== Extracted text ==
[Start of Attachment]

The incidents of physical abuse have only occurred one or two times in the relationship. Studies indicate that if your spouse/partner has injured you once, it is likely he/she will continue to physically assault you.

The physical assaults stopped when you became passive and gave up your right to express yourself as you desire, to move about freely and see others, and to make decisions. It is not a victory if you have to give up your rights as a person and a partner in exchange for not being assaulted!

There has not been any physical violence. Many people are emotionally and verbally abused. This can be as equally frightening and is often more confusing to try and understand.

(See http://www.helpguide.orgfor more information on domestic violence).

[End of Attachment]

(Collected data)
[Start of Attachment]

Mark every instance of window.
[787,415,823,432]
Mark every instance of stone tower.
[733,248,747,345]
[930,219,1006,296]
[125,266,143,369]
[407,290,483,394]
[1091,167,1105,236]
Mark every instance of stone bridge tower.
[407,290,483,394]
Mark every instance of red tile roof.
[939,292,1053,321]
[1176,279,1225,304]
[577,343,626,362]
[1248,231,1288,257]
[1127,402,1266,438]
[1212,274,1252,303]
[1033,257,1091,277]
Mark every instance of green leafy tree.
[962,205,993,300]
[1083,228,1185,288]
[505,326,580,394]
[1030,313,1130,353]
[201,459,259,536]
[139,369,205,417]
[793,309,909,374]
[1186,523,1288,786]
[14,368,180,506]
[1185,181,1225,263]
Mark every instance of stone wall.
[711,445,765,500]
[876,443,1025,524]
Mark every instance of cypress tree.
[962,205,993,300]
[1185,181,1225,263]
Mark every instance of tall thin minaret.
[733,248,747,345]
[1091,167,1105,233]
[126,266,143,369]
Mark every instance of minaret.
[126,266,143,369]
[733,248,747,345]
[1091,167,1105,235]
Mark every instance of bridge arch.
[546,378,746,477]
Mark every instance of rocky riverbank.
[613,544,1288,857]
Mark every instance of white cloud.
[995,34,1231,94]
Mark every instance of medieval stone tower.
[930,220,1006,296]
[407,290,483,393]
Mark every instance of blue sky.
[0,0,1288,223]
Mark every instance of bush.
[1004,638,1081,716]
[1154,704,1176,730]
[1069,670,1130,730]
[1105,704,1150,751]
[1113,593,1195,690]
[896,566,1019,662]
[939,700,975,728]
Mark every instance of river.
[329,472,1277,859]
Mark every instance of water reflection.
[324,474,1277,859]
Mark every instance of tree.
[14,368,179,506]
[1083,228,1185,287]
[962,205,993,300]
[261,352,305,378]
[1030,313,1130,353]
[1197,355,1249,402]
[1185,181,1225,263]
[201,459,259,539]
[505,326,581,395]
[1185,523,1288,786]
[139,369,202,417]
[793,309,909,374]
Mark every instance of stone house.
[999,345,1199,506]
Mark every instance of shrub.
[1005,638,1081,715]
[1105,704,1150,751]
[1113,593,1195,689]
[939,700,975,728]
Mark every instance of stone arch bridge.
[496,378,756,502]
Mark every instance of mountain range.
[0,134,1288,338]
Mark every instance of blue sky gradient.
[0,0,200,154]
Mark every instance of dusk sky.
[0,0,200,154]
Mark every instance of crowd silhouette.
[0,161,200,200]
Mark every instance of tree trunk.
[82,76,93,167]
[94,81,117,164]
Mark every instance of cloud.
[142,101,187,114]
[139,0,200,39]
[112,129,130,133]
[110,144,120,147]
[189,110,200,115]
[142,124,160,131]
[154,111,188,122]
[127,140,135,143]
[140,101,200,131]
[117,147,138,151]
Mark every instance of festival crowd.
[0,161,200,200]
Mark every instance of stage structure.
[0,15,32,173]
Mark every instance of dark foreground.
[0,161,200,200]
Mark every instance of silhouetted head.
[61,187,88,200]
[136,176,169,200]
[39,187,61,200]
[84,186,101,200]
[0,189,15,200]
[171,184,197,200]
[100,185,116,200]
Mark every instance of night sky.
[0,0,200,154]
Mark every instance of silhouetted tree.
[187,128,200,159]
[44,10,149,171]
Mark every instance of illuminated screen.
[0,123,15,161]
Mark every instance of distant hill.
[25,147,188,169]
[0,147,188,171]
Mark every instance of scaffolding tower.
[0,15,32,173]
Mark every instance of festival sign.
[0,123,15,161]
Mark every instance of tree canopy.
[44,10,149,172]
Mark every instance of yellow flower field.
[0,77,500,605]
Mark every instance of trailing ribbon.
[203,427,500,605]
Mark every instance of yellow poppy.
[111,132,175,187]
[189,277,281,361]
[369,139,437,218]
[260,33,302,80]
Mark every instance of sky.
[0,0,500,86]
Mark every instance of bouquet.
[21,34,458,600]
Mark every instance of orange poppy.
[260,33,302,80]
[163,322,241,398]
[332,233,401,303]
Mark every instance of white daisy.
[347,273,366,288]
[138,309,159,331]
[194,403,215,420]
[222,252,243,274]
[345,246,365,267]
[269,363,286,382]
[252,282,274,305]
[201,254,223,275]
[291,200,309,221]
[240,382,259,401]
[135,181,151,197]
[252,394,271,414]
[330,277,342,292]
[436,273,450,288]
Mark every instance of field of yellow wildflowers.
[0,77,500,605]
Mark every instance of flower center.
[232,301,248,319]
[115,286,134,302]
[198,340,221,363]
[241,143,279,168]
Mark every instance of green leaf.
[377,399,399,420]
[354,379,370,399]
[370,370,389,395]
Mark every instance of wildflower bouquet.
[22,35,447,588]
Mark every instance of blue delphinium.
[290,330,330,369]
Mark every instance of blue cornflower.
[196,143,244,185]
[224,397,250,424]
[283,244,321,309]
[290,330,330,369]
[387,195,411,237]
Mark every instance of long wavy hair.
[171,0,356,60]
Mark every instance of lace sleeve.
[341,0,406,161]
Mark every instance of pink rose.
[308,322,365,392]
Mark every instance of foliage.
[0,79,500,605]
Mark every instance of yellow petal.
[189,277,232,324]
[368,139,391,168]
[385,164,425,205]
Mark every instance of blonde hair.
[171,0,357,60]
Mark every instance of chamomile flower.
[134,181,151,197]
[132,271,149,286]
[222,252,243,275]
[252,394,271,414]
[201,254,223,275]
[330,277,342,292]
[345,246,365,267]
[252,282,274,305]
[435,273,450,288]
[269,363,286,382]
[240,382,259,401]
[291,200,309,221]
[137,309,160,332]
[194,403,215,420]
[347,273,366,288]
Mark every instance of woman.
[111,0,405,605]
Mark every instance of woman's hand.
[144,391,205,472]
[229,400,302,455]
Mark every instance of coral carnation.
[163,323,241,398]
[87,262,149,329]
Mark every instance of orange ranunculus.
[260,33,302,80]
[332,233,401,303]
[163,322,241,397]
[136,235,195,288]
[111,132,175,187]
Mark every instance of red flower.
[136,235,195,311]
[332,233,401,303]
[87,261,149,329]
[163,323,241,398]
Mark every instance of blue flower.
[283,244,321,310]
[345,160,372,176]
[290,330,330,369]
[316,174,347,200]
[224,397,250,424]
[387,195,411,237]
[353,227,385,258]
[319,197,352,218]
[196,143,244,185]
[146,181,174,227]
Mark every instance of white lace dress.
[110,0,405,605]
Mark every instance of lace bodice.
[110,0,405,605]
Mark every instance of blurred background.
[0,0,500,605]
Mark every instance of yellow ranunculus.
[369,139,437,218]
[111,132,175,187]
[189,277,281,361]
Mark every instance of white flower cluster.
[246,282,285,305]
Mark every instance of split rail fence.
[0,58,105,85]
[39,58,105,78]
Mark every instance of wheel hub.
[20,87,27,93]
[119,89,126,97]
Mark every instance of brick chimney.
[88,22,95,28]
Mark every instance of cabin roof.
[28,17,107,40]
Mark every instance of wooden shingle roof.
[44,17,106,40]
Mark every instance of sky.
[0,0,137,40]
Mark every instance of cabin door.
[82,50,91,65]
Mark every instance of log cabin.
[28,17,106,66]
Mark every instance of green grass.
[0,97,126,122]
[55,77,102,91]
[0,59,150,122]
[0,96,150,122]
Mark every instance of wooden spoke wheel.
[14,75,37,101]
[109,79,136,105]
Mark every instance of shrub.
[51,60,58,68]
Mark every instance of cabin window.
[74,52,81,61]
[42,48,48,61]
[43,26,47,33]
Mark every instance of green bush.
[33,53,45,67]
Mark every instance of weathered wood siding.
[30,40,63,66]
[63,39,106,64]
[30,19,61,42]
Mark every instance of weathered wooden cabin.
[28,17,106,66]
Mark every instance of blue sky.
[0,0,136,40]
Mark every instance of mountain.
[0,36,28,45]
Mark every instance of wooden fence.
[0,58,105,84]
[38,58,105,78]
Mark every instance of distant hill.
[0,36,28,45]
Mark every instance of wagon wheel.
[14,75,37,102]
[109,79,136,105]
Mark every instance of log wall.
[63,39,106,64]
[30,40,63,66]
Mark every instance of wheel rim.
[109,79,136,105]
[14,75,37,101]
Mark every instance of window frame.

[End of Attachment]

== Task set ==
• A. From the passage on domestic abuse, output the part from "The physical assaults" up to and including "not being assaulted!".
• B. Decide whether each statement agrees with the passage on domestic abuse. Answer yes or no for each, and quote the words from the passage that decide it.
(i) Someone injured once by a spouse or partner is likely to be assaulted again.
(ii) Emotional and verbal abuse is less frightening than physical violence.
(iii) It is a victory when the assaults stop because the person has become passive.
• C. List every kind of abuse that the passage on domestic abuse names.

== Problem solutions ==
• A.
The physical assaults stopped when you became passive and gave up your right to express yourself as you desire, to move about freely and see others, and to make decisions. It is not a victory if you have to give up your rights as a person and a partner in exchange for not being assaulted!

• B.
(i) Yes: "if your spouse/partner has injured you once, it is likely he/she will continue to physically assault you."
(ii) No: "This can be as equally frightening"
(iii) No: "It is not a victory if you have to give up your rights as a person and a partner in exchange for not being assaulted!"

• C. physical, emotional, verbal